Problem to work on -> Count the lines in the data below that contain the string "coffee", matching case exactly. Reply with the number alone.

Extracted information ->
===============
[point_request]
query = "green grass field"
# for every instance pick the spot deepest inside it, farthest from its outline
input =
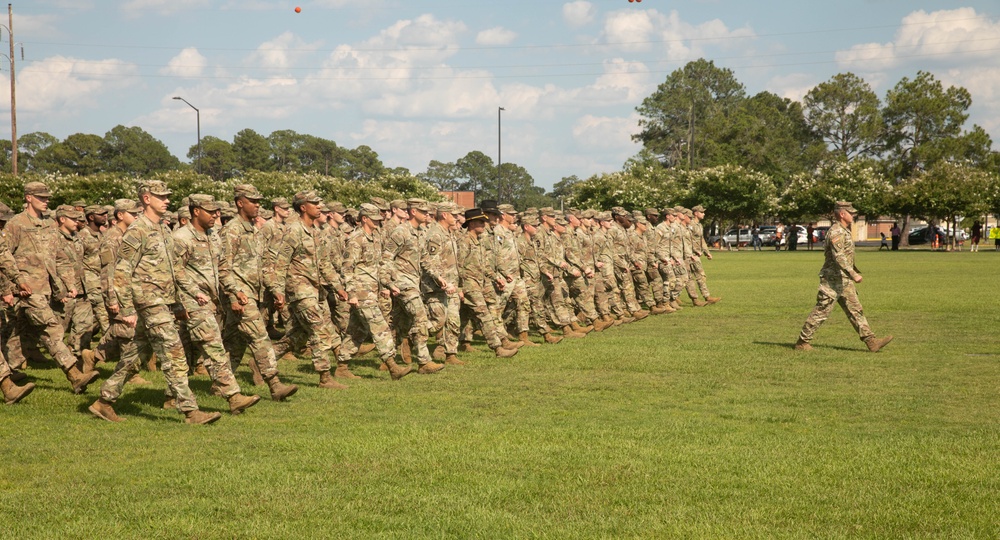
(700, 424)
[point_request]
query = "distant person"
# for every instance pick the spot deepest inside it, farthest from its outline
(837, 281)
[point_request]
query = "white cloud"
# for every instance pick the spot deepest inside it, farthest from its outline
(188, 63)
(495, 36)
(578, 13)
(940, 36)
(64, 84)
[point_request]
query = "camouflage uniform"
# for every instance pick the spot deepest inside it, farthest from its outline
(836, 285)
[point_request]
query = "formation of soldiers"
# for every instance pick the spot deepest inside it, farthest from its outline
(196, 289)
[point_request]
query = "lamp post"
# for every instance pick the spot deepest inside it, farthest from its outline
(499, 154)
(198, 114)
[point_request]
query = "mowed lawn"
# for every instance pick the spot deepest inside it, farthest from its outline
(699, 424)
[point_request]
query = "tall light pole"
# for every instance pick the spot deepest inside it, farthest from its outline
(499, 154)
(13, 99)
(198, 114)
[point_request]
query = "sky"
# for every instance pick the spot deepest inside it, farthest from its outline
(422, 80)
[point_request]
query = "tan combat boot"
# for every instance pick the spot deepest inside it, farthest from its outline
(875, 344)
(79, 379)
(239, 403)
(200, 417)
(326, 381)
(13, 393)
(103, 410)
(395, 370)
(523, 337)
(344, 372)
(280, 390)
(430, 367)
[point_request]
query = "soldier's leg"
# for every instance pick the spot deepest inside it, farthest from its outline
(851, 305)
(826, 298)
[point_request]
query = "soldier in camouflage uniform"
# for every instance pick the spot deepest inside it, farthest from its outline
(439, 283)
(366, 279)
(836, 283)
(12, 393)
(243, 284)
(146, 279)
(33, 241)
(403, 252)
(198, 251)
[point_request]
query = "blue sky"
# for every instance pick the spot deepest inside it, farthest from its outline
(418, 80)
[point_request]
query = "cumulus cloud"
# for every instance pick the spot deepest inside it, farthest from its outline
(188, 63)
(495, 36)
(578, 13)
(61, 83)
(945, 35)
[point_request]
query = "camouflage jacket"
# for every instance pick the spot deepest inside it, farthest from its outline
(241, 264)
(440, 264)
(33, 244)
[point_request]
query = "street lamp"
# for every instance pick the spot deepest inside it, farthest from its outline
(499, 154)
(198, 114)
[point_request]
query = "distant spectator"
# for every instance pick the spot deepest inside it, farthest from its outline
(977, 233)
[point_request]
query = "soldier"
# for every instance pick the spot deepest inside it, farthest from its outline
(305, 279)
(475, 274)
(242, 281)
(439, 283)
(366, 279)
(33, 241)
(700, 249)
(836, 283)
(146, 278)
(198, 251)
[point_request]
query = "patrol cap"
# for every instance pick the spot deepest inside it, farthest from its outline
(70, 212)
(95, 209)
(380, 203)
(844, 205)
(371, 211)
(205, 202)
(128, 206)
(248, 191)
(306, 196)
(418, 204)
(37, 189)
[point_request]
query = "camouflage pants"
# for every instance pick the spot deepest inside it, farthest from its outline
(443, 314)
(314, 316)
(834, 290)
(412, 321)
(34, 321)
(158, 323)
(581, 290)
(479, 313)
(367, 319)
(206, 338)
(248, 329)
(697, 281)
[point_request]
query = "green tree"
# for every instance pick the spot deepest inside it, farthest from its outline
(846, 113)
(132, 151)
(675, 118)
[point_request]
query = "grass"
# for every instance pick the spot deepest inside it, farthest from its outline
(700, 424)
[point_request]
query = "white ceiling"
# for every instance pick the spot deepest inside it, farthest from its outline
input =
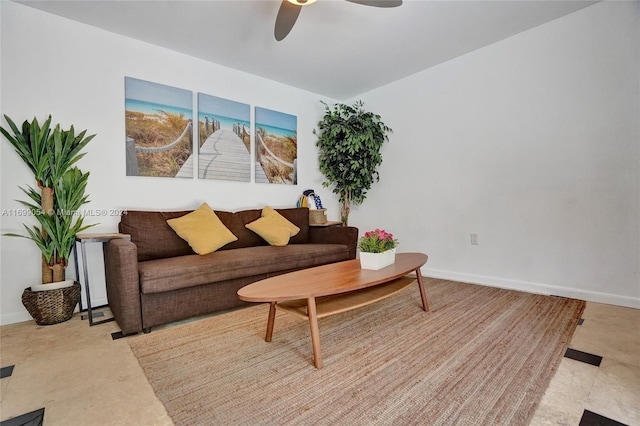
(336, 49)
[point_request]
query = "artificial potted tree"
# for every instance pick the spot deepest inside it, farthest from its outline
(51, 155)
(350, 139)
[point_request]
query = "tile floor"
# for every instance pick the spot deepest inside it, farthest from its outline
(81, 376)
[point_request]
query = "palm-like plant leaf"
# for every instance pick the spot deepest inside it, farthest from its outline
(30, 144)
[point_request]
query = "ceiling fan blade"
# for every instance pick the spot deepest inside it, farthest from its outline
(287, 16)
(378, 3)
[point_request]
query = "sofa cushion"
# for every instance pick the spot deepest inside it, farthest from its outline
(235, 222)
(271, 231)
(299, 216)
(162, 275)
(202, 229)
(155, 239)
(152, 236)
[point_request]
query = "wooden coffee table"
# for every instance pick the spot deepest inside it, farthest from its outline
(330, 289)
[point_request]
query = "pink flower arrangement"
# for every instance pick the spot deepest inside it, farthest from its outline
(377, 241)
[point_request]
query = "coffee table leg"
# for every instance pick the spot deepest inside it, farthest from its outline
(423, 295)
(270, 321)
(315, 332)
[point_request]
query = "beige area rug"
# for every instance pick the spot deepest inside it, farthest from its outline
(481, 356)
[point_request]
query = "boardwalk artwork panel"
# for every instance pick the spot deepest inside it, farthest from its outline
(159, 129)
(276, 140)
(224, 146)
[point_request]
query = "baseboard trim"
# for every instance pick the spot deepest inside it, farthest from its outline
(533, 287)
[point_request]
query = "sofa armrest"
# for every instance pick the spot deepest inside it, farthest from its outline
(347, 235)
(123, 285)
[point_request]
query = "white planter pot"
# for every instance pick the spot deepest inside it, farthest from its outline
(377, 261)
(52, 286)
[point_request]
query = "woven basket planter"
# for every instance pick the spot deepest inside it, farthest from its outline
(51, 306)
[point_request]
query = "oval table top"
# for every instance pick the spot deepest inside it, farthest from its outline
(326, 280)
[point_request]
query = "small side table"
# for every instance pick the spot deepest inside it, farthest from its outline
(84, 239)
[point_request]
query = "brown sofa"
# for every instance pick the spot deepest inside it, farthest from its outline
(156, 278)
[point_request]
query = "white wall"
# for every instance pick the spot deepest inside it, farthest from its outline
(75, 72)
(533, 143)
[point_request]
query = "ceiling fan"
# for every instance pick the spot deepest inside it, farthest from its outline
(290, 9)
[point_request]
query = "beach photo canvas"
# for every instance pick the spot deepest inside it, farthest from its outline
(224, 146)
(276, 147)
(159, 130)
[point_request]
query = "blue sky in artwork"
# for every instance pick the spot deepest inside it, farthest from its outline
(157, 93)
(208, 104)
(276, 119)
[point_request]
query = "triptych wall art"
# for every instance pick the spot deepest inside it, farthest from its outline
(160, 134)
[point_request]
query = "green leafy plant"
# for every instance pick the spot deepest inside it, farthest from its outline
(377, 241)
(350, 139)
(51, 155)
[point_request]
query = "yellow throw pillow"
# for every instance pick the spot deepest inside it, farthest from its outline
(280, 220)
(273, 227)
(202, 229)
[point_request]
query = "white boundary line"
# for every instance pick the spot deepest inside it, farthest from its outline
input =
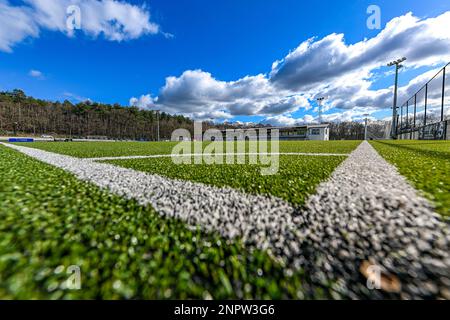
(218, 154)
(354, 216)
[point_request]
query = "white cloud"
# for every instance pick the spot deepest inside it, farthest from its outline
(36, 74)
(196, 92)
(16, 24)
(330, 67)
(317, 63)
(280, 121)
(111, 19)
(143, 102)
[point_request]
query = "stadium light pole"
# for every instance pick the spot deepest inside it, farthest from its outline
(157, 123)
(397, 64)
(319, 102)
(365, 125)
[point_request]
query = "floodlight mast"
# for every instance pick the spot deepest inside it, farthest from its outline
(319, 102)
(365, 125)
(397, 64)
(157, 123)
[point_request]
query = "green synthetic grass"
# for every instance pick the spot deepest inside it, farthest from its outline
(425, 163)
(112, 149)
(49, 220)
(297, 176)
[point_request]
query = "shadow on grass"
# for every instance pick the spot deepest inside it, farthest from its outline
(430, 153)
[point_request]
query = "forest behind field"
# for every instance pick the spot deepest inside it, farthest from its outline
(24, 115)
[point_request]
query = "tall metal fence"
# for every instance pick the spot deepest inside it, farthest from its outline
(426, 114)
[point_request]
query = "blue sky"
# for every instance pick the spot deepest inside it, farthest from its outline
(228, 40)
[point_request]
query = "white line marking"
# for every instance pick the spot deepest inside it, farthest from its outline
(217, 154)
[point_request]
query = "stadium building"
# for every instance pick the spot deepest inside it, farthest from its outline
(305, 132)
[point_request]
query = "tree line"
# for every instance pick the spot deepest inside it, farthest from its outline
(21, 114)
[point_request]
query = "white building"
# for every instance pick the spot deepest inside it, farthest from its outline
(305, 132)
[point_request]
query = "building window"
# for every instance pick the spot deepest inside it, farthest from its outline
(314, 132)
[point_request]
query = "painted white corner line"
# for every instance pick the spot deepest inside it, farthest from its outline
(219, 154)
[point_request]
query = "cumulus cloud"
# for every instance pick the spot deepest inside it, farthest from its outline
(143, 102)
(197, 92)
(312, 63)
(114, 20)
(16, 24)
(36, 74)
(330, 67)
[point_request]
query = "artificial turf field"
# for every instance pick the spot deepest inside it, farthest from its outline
===============
Solution for this exercise -> 2